## Tugas yang Diminta
Tuliskan kembali tanpa mengubah satu huruf pun bagian teks tentang moral dalam cerpen di bawah ini, mulai dari "Misalnya, begini. Apakah" sampai "menepati janji tersebut?".

## Petikan Teks
------------------------------------------------------------------------

Moral dalam Cerpen: Sebaiknya Ada atau Tidak?

Konten [Tampil]

 Moral dalam Cerpen: Sebaiknya Ada atau Tidak?

Kebanyakan kita percaya bahwa moral dalam cerita adalah suatu keharusan, namun nyatanya, tidak demikian. Pada faktanya cerita sebenarnya tidak benar-benar membutuhkan moral. Persoalan baik dan buruk adalah hak individu, hak penulis, hak pembaca, dan terlebih kita sejujurnya masih kebingungan untuk memilih moral yang baik dan buruk.

Misalnya, begini. Apakah bermoral jikalau kita menagih janji atau hutang kepada orang yang telah berjanji kepada kita? Apakah bermoral jikalau kita tidak menepati janji tersebut?

------------------------------------------------------------------------

## Baris yang Diberikan
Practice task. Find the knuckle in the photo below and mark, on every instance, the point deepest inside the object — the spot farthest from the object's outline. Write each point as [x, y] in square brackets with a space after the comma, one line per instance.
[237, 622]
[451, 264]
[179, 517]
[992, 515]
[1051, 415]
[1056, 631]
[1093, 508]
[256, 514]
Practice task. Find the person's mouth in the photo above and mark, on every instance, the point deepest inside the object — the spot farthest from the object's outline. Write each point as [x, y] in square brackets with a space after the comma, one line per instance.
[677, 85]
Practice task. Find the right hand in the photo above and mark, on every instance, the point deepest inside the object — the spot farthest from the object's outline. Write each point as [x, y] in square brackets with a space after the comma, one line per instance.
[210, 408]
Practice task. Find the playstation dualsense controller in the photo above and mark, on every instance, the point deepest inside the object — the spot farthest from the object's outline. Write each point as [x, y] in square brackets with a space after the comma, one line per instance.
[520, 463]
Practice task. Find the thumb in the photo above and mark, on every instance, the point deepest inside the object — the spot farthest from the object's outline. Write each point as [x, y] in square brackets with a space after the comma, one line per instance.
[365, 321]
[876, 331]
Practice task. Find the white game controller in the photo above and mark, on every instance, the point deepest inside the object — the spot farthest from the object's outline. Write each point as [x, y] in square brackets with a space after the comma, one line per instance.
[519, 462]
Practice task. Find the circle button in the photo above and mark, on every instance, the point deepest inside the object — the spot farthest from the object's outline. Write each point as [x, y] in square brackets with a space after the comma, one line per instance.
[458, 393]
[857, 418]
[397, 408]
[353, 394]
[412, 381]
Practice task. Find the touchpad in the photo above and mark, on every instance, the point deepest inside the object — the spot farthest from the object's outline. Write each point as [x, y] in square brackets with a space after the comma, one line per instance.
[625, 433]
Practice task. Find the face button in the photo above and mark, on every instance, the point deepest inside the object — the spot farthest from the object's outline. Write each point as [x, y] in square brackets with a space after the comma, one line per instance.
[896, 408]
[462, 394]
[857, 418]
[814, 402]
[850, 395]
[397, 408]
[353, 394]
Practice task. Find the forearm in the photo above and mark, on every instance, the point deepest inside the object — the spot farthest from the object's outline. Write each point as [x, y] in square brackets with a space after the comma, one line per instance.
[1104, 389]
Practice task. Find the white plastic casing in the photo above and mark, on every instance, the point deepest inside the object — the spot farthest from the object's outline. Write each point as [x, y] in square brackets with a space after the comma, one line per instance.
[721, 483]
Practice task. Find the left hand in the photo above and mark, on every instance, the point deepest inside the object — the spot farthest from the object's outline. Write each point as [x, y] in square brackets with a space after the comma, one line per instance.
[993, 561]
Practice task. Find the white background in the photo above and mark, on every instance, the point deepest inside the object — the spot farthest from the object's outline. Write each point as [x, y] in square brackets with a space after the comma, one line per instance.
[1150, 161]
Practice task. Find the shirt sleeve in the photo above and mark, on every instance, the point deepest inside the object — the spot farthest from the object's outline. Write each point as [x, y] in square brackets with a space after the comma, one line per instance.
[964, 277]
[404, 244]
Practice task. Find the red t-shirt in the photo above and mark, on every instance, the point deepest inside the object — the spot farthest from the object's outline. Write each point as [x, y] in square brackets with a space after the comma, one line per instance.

------------------------------------------------------------------------

## Jawaban Latihan
Misalnya, begini. Apakah bermoral jikalau kita menagih janji atau hutang kepada orang yang telah berjanji kepada kita? Apakah bermoral jikalau kita tidak menepati janji tersebut?